- **GOAL**:
Recast the records below, starting with the line containing "Isolate woman's dark" and going on through the line containing "[384,29,404,51]", as a two-column CSV with the header columns instruction and boxes. Each record takes one row: its text goes in instruction and its answer in boxes, each as one quoted field with line breaks replaced by spaces.

- **STORED DATA**:
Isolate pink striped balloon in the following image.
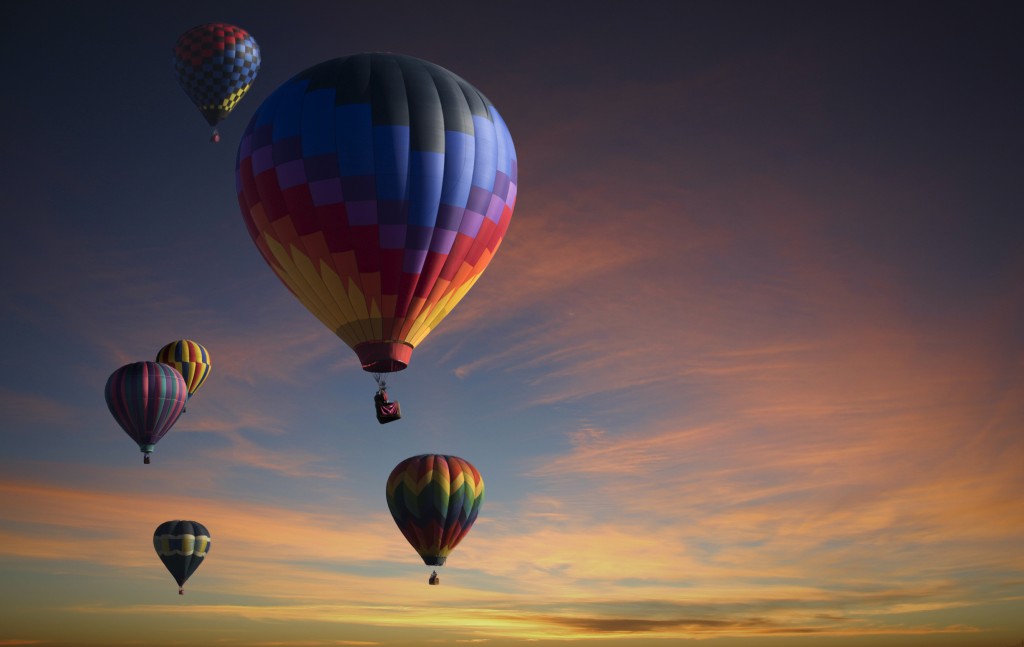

--

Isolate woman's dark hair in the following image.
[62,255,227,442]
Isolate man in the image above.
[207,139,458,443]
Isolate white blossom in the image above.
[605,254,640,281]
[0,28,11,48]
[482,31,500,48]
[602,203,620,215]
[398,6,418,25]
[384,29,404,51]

- **CORRECT RESULT**:
instruction,boxes
"Isolate woman's dark hair in the following image.","[62,255,227,442]"
"Isolate man in the image above.","[207,139,458,443]"
"Isolate white blossom in the image above.","[605,254,640,281] [0,28,11,48] [482,31,500,48] [602,203,620,215] [398,6,418,25] [384,29,404,51]"